Adding Hyper Links to Your Website
A guest post by Victoria Rose Martin
Last month you created a design that will become a home page for a website. You sliced it and saved it for the web. This month we’re going to add hyper links to your website in Dreamweaver. Now before you start hyperventilating over hyper links, it’s actually easier than you think. I am going to walk you through step by step and I won’t lie, a blog entry really only skims over the surface or web design, it’s my hope that this is your first steps as a web designer. Remember, if you have questions you can always ask me.
For this demo you are going to need Adobe Photoshop and Dreamweaver. As you may know Dreamweaver is an html (web) editing software. The interface is considerably different from Photoshop, but if you follow the instructions below you could have a website up and running in no time.

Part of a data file

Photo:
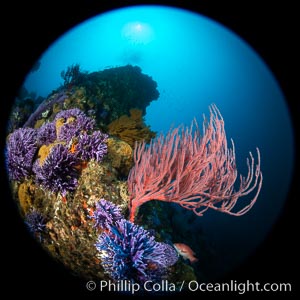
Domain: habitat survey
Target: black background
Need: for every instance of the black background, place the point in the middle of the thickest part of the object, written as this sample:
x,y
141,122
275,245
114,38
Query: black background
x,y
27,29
--
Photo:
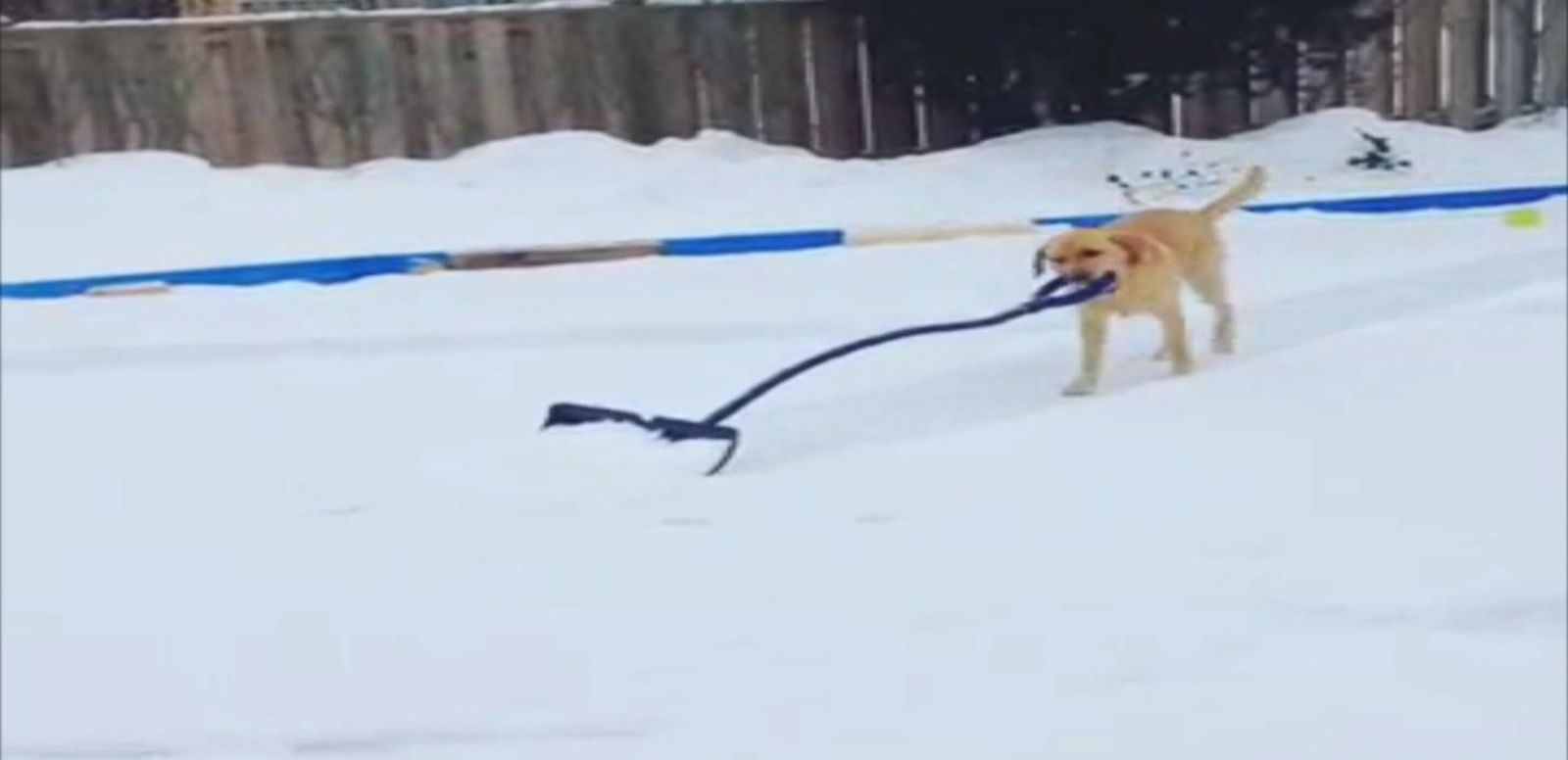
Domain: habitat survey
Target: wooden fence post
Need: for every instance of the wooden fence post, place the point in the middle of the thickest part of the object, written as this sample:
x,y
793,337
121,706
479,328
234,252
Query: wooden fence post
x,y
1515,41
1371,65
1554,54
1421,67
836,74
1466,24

Actions to take
1/ According to the post on adding hyper links, which two programs does the demo require?
2/ List each thing the post on adding hyper links says you did last month.
3/ Output the part of the post on adding hyper links starting with "Adding Hyper Links" and going on through "always ask me.".

Responses to the tasks
1/ Adobe Photoshop and Dreamweaver.

2/
- Created a design that will become a home page for a website
- Sliced it
- Saved it for the web

3/
Adding Hyper Links to Your Website
A guest post by Victoria Rose Martin
Last month you created a design that will become a home page for a website. You sliced it and saved it for the web. This month we’re going to add hyper links to your website in Dreamweaver. Now before you start hyperventilating over hyper links, it’s actually easier than you think. I am going to walk you through step by step and I won’t lie, a blog entry really only skims over the surface or web design, it’s my hope that this is your first steps as a web designer. Remember, if you have questions you can always ask me.